▶ WHAT IS ASKED:
Turn the lines of the items below into a Markdown table with the columns "Number" and "Record line," skipping blank lines. Begin at the line containing "Each instance of the green foliage" and continue through the last line of the items.

Entries from a pointing dataset:
··········

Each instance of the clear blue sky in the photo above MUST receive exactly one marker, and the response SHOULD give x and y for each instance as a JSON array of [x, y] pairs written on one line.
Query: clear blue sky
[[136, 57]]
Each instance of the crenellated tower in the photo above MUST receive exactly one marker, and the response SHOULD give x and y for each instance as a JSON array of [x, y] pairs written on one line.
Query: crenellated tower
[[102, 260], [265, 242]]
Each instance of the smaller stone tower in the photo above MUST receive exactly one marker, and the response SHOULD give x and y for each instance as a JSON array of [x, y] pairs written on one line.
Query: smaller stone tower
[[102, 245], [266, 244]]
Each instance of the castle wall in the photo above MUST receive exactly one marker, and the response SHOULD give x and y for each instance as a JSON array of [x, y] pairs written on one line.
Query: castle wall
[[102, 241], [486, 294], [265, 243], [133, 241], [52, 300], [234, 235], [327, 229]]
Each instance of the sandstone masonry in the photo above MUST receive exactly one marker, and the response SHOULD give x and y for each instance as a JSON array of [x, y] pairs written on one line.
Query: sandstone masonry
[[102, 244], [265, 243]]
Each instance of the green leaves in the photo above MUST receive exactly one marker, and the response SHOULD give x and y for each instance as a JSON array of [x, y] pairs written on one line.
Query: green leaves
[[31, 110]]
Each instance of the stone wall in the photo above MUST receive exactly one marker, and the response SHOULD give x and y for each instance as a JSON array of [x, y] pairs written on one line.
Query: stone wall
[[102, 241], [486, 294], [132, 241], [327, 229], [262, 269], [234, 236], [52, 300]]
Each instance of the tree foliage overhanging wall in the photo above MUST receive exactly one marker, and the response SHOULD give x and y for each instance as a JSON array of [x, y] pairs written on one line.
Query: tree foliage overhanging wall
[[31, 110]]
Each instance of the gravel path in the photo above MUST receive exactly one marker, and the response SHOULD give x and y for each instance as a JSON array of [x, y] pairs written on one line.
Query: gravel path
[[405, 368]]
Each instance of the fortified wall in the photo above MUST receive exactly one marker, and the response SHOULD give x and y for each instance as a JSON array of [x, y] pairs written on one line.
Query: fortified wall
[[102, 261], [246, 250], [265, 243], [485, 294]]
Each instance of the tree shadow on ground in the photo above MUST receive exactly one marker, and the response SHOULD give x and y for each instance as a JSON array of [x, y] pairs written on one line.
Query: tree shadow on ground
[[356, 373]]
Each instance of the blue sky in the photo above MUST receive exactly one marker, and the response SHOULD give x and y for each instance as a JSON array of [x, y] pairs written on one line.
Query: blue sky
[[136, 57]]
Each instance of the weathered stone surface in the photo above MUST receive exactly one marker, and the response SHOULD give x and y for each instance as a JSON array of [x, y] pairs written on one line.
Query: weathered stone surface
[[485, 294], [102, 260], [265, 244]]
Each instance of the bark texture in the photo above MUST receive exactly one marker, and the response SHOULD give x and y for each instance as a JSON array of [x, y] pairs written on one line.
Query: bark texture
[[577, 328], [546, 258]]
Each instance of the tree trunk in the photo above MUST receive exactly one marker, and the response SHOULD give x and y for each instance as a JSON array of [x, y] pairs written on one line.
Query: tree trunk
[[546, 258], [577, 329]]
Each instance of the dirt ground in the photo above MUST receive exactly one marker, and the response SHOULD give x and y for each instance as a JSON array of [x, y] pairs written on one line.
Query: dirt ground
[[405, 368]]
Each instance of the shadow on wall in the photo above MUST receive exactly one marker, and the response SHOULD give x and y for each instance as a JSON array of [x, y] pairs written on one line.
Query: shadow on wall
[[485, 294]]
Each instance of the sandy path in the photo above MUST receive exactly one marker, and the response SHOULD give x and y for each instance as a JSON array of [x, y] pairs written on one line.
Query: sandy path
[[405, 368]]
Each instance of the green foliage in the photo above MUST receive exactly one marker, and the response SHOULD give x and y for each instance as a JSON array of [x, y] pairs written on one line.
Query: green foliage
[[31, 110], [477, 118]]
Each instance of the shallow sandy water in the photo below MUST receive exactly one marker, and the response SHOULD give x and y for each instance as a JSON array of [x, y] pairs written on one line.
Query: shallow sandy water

··········

▶ OUTPUT OF THE TASK:
| Number | Record line |
|---|---|
| 1 | Each instance of the green foliage in the photo above MUST receive exactly one marker, and the response SHOULD give x and y for each instance as a JSON array of [x, y] pairs written on one line. |
| 2 | Query: green foliage |
| 3 | [[31, 110], [477, 118]] |
| 4 | Each instance of the shallow sandy water in the photo below MUST receive exactly one marker, and the response SHOULD give x and y for each instance as a JSON array of [x, y] pairs written on one line. |
| 5 | Query: shallow sandy water |